**WORK TO DO:** Return the lines from the records below unchanged, starting with the line that contains "Target: window frame" and going on through the line that contains "Locate the innermost point of each instance of the window frame.", with both included.

**LISTED ENTRIES:**
_ _ _

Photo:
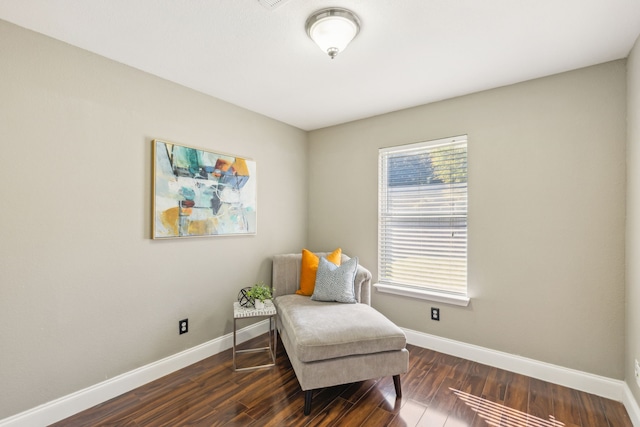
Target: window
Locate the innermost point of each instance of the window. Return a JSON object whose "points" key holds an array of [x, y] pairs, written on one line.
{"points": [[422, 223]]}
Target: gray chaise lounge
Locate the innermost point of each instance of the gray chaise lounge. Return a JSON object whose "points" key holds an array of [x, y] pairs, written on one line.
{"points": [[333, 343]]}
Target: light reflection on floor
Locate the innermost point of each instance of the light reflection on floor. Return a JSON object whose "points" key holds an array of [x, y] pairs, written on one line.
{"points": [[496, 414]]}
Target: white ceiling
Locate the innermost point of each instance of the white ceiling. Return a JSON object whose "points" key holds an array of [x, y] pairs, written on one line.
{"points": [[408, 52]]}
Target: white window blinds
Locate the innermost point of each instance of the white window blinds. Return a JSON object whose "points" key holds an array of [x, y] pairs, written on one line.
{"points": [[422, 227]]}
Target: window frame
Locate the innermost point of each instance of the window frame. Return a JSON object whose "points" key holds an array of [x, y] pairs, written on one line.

_ _ _

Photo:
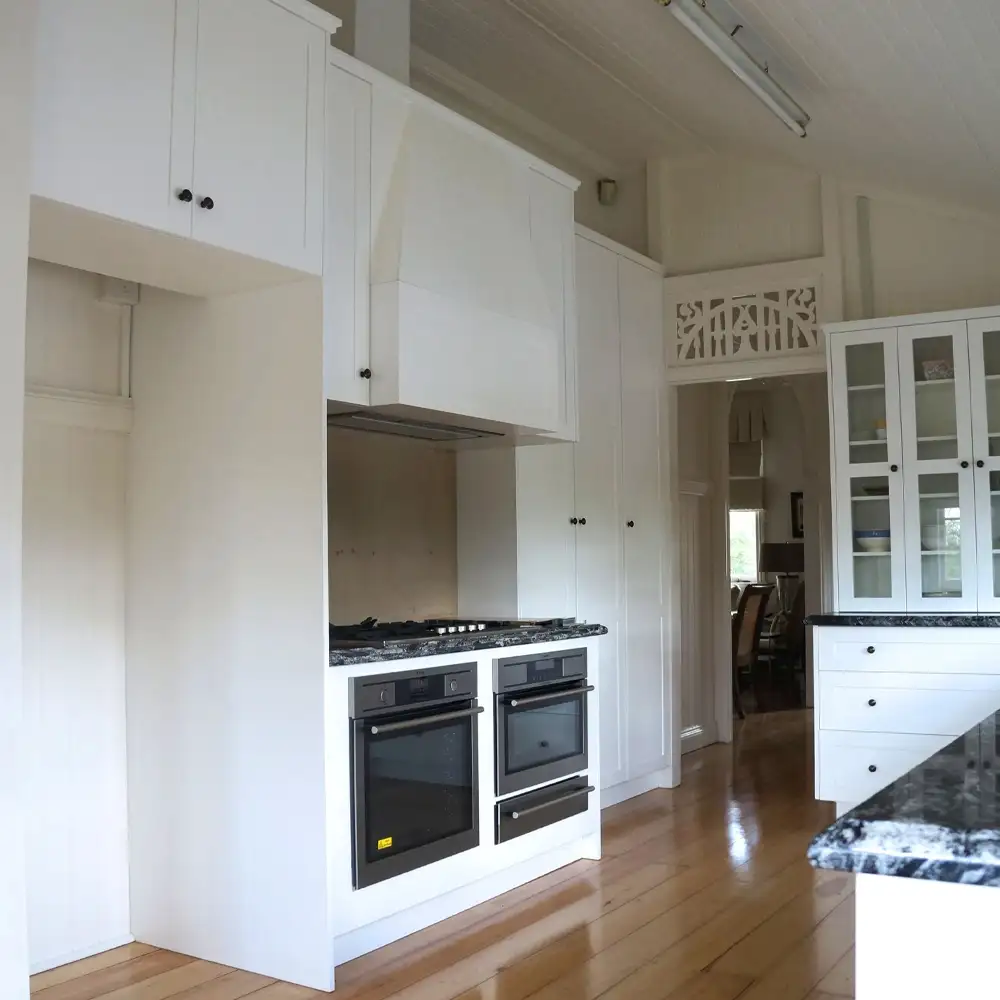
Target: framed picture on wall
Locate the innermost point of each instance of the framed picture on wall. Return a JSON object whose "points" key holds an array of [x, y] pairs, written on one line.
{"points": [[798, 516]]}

_ _ _

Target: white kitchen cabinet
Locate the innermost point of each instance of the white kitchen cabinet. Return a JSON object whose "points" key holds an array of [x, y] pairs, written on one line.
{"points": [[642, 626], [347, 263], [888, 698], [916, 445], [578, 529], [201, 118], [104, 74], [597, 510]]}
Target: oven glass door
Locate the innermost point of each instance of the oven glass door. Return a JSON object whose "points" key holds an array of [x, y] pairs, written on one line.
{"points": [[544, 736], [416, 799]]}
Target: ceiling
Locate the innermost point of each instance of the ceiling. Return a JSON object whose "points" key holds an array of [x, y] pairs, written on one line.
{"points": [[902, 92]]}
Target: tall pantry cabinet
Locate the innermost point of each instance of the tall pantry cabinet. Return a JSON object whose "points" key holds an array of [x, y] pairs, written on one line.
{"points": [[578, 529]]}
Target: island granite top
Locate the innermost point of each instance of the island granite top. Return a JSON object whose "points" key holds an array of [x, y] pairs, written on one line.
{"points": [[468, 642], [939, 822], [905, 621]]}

_ _ _

**EXERCISE ANSWER:**
Target: window frame
Locate the innermost point of each instance of the window frame. Return a JSON object whose "points" key holds an array of [x, y] pairs, written on one line.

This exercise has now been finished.